_EXERCISE:_ Set down, please, without alteration, the lines of the entries below from the first through the one containing "Query: leaf-strewn dirt".

_Stored records:_
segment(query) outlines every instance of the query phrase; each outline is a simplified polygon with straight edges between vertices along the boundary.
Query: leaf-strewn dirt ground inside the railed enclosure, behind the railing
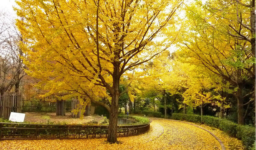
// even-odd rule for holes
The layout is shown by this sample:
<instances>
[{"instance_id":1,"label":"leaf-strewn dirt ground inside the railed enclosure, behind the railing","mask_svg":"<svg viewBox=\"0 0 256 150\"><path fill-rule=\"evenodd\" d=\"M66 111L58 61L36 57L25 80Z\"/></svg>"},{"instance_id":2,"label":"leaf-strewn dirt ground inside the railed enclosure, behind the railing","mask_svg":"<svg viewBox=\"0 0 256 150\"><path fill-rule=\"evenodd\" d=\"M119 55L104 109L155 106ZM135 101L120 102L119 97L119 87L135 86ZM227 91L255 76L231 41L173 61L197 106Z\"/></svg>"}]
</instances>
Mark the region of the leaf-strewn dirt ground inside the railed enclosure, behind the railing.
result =
<instances>
[{"instance_id":1,"label":"leaf-strewn dirt ground inside the railed enclosure, behind the railing","mask_svg":"<svg viewBox=\"0 0 256 150\"><path fill-rule=\"evenodd\" d=\"M71 113L66 116L56 116L56 113L25 113L24 122L38 124L67 124L67 125L95 125L105 124L107 119L98 115L84 116L83 119L72 118Z\"/></svg>"}]
</instances>

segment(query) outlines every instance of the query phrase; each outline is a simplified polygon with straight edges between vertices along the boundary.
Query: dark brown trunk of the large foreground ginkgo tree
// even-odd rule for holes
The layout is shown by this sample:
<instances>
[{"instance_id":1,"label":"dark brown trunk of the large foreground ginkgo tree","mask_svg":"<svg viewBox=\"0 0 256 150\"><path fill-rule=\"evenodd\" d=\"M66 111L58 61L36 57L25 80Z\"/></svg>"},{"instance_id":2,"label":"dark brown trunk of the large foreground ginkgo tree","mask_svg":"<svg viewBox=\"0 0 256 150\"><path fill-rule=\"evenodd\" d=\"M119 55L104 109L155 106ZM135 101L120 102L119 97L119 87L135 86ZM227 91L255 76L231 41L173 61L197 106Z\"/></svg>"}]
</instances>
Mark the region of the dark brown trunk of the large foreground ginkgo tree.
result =
<instances>
[{"instance_id":1,"label":"dark brown trunk of the large foreground ginkgo tree","mask_svg":"<svg viewBox=\"0 0 256 150\"><path fill-rule=\"evenodd\" d=\"M110 107L110 114L109 114L109 126L108 126L108 139L109 143L117 142L117 115L118 115L118 100L119 100L119 84L120 84L120 77L119 77L119 66L114 65L114 72L113 72L113 93L112 93L112 101Z\"/></svg>"}]
</instances>

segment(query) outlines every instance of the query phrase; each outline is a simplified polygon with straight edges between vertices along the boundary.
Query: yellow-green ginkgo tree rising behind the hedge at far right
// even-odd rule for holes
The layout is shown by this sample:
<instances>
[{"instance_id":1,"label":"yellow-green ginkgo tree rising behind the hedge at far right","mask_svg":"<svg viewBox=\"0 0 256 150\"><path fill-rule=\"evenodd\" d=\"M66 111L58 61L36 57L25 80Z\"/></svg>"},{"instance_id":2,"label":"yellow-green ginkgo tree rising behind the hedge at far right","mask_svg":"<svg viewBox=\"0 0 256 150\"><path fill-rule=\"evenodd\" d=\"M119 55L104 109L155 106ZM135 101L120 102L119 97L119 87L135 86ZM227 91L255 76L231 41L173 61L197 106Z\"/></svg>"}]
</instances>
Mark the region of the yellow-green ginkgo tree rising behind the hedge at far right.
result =
<instances>
[{"instance_id":1,"label":"yellow-green ginkgo tree rising behind the hedge at far right","mask_svg":"<svg viewBox=\"0 0 256 150\"><path fill-rule=\"evenodd\" d=\"M238 124L244 124L244 105L255 103L254 3L195 1L186 9L188 32L180 42L183 62L205 68L233 87ZM244 92L245 88L250 88L249 92ZM245 100L248 94L249 102Z\"/></svg>"}]
</instances>

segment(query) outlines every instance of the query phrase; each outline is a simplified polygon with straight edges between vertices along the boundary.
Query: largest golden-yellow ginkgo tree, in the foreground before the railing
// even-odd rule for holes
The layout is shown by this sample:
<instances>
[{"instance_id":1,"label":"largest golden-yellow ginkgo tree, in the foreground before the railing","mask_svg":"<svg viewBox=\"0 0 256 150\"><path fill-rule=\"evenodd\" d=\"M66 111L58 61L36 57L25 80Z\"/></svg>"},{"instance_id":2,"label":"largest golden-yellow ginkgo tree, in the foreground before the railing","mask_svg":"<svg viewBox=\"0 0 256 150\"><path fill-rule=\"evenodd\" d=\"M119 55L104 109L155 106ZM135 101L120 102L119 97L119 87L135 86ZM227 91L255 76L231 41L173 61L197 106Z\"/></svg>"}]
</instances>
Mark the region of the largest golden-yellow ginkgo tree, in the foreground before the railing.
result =
<instances>
[{"instance_id":1,"label":"largest golden-yellow ginkgo tree, in the foreground before the railing","mask_svg":"<svg viewBox=\"0 0 256 150\"><path fill-rule=\"evenodd\" d=\"M120 77L170 46L181 0L17 1L20 47L30 76L48 94L111 97L108 142L117 141ZM158 38L158 40L155 40ZM101 93L102 94L99 94ZM97 97L97 96L96 96Z\"/></svg>"}]
</instances>

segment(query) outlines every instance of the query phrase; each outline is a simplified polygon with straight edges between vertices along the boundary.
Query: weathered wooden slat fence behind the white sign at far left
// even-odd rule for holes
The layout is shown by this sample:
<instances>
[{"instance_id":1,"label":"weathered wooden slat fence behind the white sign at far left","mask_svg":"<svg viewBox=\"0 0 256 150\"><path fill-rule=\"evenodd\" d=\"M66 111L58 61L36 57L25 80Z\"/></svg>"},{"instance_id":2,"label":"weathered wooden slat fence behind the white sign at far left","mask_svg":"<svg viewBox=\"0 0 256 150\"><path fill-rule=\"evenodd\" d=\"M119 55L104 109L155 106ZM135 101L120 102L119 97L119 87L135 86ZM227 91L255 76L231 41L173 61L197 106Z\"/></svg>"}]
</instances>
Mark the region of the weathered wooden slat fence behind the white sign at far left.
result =
<instances>
[{"instance_id":1,"label":"weathered wooden slat fence behind the white sign at far left","mask_svg":"<svg viewBox=\"0 0 256 150\"><path fill-rule=\"evenodd\" d=\"M5 92L0 95L0 116L9 119L11 112L21 113L21 95Z\"/></svg>"}]
</instances>

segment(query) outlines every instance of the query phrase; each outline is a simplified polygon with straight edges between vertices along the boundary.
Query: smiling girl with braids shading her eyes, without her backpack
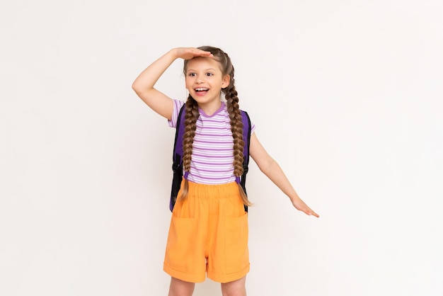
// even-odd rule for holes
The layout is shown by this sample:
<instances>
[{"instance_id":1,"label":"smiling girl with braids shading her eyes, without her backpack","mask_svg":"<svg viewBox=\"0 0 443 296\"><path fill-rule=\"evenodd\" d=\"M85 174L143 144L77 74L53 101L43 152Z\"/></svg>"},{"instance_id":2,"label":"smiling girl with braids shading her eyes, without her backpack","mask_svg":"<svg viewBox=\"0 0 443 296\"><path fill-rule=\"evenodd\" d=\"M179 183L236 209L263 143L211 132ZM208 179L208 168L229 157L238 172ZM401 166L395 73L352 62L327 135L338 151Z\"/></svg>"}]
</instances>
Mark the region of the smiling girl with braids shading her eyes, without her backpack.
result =
<instances>
[{"instance_id":1,"label":"smiling girl with braids shading her eyes, without her backpack","mask_svg":"<svg viewBox=\"0 0 443 296\"><path fill-rule=\"evenodd\" d=\"M132 89L175 127L183 102L168 98L154 89L154 84L178 58L185 60L189 96L185 103L184 177L163 264L163 270L171 275L169 296L192 295L195 283L205 280L206 274L222 283L223 295L246 295L248 220L243 205L251 203L236 182L243 173L243 125L231 59L215 47L174 48L147 67ZM318 217L299 198L254 130L253 125L249 152L260 171L297 210Z\"/></svg>"}]
</instances>

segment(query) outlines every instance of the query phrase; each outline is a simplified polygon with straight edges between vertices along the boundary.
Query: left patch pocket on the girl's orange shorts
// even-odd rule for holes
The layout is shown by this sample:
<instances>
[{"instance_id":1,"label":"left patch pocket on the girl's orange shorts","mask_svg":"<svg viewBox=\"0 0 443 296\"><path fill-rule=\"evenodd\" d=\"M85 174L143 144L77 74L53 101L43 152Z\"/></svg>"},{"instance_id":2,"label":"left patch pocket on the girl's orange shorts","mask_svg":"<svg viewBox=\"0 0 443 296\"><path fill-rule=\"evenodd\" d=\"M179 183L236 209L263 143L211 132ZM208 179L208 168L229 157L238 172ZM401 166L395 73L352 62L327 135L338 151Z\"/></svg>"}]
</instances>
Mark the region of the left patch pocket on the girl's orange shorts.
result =
<instances>
[{"instance_id":1,"label":"left patch pocket on the girl's orange shorts","mask_svg":"<svg viewBox=\"0 0 443 296\"><path fill-rule=\"evenodd\" d=\"M194 218L172 216L165 256L165 262L169 266L184 272L192 270L195 260L192 241L196 229Z\"/></svg>"}]
</instances>

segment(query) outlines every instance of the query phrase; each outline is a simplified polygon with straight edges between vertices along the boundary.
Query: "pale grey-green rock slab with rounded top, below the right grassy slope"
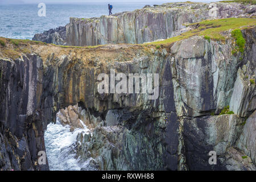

_RESPONSE AREA:_
segment(query) outlines every instance of the query phrase; each outline is a simplified polygon with straight edges between vertices along the boundary.
Query: leaf-strewn dirt ground inside the railed enclosure, behind the railing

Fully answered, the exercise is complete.